**Task prompt**
Print the range of lines that opens with the line containing "target: crevasse" and closes with the last line of the listing. Include both ends; print nothing more.

--- START OF Supplied entries ---

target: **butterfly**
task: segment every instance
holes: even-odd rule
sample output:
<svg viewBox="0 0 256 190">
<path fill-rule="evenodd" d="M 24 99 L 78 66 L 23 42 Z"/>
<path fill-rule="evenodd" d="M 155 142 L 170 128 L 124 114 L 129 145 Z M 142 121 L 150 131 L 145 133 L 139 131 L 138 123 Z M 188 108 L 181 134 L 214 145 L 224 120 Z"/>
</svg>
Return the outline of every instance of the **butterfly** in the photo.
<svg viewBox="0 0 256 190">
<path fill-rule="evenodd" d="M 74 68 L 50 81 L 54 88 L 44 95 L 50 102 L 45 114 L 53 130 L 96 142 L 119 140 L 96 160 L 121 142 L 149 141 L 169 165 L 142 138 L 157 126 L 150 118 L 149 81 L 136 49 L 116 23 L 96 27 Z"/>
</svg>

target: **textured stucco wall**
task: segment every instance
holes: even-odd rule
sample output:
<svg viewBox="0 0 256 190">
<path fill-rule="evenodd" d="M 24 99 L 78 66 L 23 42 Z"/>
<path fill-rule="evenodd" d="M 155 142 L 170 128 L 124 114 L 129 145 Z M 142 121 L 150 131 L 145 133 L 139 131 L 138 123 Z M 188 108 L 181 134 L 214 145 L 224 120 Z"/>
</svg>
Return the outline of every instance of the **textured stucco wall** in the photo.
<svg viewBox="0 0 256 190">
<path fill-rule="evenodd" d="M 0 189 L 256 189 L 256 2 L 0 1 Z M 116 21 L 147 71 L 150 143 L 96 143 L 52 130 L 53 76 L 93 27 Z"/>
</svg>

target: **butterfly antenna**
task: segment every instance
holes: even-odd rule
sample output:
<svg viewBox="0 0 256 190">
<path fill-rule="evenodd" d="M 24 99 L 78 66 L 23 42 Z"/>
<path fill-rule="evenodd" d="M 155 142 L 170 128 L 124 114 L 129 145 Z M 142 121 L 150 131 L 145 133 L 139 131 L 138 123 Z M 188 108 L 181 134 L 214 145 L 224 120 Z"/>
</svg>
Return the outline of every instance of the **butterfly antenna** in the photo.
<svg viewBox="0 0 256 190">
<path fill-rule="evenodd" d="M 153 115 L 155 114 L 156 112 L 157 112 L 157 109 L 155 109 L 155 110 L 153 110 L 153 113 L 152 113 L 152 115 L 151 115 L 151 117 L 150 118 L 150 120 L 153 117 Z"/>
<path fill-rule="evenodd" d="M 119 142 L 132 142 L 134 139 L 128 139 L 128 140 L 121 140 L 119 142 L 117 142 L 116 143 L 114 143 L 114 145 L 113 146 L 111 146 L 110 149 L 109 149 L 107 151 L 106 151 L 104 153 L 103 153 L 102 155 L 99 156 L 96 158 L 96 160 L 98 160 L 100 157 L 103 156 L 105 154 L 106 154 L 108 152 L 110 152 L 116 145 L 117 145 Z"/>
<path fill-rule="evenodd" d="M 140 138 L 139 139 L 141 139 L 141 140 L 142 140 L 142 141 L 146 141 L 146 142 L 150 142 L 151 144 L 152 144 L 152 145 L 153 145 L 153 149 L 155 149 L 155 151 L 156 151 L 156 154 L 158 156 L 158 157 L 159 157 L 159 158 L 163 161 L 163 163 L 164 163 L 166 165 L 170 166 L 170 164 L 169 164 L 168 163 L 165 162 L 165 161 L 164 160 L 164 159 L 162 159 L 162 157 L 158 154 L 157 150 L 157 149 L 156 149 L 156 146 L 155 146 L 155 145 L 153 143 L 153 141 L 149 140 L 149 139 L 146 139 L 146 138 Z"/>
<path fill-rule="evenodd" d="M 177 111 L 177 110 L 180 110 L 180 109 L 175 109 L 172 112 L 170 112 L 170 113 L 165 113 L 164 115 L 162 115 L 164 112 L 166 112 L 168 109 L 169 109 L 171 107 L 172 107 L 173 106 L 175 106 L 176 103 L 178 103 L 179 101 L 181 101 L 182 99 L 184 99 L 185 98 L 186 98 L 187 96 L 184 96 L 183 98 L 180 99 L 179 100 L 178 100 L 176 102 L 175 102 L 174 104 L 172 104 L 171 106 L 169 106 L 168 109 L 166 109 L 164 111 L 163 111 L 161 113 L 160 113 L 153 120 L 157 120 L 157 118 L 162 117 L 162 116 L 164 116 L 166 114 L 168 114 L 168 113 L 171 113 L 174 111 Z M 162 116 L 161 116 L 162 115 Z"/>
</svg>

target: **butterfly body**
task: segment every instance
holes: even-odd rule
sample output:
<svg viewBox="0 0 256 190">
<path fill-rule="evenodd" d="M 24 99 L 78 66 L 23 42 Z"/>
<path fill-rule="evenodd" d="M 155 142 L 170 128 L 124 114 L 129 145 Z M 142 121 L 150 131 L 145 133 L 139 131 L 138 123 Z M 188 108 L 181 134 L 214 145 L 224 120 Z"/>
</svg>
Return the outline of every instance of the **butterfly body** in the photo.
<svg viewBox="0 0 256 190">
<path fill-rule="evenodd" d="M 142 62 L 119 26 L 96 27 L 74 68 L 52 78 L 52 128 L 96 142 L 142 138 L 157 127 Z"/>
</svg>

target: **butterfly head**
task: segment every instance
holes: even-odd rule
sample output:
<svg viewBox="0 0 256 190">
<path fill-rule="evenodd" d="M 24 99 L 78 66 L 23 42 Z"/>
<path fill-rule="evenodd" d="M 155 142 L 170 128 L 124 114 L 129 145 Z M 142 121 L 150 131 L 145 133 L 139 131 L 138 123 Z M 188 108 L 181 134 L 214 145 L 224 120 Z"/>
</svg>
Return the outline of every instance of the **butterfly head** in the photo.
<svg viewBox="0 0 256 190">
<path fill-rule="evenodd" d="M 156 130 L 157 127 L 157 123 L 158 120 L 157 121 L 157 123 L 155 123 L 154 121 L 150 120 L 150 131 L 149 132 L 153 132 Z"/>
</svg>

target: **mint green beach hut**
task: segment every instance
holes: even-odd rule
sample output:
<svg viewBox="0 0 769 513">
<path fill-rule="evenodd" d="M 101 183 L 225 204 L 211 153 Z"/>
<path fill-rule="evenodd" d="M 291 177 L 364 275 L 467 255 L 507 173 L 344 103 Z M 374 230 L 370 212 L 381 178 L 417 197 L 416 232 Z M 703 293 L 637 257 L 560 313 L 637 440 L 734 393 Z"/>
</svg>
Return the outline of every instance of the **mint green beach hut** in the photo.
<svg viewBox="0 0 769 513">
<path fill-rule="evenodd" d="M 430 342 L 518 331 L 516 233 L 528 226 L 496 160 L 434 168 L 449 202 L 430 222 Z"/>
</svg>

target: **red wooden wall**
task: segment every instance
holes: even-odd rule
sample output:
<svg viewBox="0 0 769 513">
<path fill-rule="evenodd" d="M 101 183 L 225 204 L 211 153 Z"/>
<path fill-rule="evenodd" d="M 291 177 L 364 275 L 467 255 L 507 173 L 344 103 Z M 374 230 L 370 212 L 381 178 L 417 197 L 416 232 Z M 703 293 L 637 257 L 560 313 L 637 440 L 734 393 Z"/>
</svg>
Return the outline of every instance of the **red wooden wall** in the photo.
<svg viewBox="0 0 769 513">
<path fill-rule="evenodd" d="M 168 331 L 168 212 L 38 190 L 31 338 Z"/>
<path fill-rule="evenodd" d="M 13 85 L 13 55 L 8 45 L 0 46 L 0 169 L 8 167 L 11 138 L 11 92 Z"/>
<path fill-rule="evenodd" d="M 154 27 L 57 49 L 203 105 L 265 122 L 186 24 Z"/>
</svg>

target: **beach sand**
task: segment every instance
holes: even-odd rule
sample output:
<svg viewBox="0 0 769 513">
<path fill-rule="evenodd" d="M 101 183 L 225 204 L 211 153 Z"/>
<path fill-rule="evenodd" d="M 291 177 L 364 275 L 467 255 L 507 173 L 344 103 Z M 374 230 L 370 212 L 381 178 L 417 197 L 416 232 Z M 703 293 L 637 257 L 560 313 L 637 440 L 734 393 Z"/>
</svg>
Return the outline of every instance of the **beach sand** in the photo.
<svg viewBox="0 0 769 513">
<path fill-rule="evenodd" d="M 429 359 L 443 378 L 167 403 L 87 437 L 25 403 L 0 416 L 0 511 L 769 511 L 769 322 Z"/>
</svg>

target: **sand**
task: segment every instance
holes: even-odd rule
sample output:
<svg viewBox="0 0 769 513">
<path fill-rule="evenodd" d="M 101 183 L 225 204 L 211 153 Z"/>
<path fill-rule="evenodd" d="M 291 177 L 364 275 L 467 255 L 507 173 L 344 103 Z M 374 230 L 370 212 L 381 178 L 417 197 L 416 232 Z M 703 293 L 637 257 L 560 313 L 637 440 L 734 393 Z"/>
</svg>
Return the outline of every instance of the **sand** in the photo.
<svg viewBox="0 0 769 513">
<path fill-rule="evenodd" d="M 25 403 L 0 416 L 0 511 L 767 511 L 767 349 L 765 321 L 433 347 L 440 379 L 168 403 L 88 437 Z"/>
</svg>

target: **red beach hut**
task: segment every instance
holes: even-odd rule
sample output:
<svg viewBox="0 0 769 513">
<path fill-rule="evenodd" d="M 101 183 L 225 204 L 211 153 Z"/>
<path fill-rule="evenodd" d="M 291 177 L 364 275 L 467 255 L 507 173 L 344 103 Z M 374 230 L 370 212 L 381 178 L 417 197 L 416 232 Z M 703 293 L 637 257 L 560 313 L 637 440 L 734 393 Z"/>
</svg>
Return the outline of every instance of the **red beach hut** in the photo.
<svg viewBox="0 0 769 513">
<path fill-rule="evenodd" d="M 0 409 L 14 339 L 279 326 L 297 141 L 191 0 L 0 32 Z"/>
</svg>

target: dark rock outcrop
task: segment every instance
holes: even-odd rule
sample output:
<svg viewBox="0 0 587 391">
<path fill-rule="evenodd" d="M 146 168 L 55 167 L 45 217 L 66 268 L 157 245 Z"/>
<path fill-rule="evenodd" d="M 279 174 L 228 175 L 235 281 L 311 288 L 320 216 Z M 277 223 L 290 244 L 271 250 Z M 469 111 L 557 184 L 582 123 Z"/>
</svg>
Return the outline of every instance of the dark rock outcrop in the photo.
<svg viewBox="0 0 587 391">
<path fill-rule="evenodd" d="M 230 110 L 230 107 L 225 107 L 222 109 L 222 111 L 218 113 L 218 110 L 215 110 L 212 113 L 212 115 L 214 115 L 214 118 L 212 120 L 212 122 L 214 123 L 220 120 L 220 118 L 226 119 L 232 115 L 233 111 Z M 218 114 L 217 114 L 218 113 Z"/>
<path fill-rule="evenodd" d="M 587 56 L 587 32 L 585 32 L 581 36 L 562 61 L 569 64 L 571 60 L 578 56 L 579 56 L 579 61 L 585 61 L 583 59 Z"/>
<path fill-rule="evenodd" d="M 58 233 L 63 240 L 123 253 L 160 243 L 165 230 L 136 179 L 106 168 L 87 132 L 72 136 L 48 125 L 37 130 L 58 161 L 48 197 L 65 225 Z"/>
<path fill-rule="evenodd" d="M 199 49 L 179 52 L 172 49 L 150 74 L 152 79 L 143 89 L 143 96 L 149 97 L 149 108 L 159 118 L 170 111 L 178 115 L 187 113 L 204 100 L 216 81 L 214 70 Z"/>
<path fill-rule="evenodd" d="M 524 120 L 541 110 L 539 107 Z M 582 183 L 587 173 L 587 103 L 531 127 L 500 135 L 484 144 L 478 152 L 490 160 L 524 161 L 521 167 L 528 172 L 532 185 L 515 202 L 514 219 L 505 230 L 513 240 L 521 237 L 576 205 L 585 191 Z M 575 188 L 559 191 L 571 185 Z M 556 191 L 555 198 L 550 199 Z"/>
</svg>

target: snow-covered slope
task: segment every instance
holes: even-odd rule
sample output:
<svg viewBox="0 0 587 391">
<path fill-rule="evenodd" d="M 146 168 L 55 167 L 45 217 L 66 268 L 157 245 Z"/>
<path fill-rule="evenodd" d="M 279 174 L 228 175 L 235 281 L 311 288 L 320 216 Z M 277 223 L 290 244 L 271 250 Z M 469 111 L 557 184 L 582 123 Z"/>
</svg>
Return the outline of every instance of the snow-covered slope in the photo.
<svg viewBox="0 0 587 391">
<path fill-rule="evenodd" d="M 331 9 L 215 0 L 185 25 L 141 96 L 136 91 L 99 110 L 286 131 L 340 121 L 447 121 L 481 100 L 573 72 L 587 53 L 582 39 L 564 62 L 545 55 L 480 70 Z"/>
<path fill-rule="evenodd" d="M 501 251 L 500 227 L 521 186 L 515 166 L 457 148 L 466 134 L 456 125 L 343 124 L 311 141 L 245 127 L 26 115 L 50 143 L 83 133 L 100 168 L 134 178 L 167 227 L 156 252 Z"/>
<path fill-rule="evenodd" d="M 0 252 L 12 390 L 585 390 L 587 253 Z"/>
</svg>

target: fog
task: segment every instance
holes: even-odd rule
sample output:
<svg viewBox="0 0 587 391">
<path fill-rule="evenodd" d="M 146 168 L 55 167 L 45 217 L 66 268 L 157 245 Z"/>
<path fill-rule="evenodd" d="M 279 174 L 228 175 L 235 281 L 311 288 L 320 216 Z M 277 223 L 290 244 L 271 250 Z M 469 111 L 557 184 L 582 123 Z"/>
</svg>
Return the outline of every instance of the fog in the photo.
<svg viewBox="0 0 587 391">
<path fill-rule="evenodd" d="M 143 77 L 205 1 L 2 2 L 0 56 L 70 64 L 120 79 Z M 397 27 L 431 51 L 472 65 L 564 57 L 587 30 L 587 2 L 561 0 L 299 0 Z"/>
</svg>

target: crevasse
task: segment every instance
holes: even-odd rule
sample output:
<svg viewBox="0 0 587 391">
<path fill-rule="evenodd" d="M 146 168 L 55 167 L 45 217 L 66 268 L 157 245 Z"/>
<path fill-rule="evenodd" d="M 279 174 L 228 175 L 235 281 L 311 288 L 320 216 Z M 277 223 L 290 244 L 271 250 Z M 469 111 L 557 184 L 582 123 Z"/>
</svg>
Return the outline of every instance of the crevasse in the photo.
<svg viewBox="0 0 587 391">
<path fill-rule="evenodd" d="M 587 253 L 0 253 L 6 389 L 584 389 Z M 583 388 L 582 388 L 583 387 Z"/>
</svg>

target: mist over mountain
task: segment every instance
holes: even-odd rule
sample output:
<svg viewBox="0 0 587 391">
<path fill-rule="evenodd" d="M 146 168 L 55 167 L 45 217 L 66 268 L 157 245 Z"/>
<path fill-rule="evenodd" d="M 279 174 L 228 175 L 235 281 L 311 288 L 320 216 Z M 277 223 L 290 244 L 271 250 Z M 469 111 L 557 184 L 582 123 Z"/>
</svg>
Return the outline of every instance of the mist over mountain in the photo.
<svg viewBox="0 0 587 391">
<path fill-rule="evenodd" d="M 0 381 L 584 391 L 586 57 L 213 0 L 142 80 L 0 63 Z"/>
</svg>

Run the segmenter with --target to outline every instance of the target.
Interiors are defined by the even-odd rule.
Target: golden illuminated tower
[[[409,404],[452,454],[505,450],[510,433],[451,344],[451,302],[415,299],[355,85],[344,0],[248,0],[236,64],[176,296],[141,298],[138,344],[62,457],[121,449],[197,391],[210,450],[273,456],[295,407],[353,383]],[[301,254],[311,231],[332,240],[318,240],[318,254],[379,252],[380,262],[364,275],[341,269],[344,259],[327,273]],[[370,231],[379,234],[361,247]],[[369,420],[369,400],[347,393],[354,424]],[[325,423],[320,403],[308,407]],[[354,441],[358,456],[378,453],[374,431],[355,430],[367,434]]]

--- END OF Supplied entries ---

**Task result**
target: crevasse
task: segment every instance
holes: even-odd rule
sample output:
<svg viewBox="0 0 587 391">
<path fill-rule="evenodd" d="M 146 168 L 55 167 L 45 217 L 66 268 L 157 245 Z"/>
<path fill-rule="evenodd" d="M 279 174 L 228 175 L 235 281 L 311 288 L 320 216 Z M 277 223 L 290 244 L 271 250 Z M 469 111 L 557 184 L 582 123 Z"/>
</svg>
Return the outline of every instance of the crevasse in the photo.
<svg viewBox="0 0 587 391">
<path fill-rule="evenodd" d="M 587 253 L 0 253 L 6 389 L 584 389 Z M 583 388 L 582 388 L 583 387 Z"/>
</svg>

target: mist over mountain
task: segment every instance
holes: even-odd rule
sample output:
<svg viewBox="0 0 587 391">
<path fill-rule="evenodd" d="M 146 168 L 55 167 L 45 217 L 66 268 L 157 245 Z"/>
<path fill-rule="evenodd" d="M 279 174 L 228 175 L 235 281 L 311 288 L 320 216 Z M 277 223 L 290 244 L 271 250 Z M 469 111 L 557 184 L 582 123 Z"/>
</svg>
Return the outline of every instance of the mist over mountain in the photo.
<svg viewBox="0 0 587 391">
<path fill-rule="evenodd" d="M 0 381 L 584 391 L 586 57 L 213 0 L 142 80 L 0 63 Z"/>
</svg>

Run the segmenter with --target to outline every instance of the target.
Interiors are defined by the even-odd rule.
Target: golden illuminated tower
[[[409,404],[452,454],[505,450],[510,433],[451,344],[451,302],[415,299],[355,85],[344,0],[248,0],[236,64],[176,296],[141,298],[138,344],[62,457],[121,449],[197,391],[210,450],[273,456],[295,407],[353,383]],[[301,254],[311,231],[332,240],[318,240],[318,254],[379,252],[380,262],[364,275],[341,269],[344,259],[327,273]],[[370,231],[379,234],[361,247]],[[369,420],[369,400],[347,393],[354,424]],[[325,423],[320,403],[308,407]],[[354,441],[358,456],[378,453],[374,431],[355,430],[367,434]]]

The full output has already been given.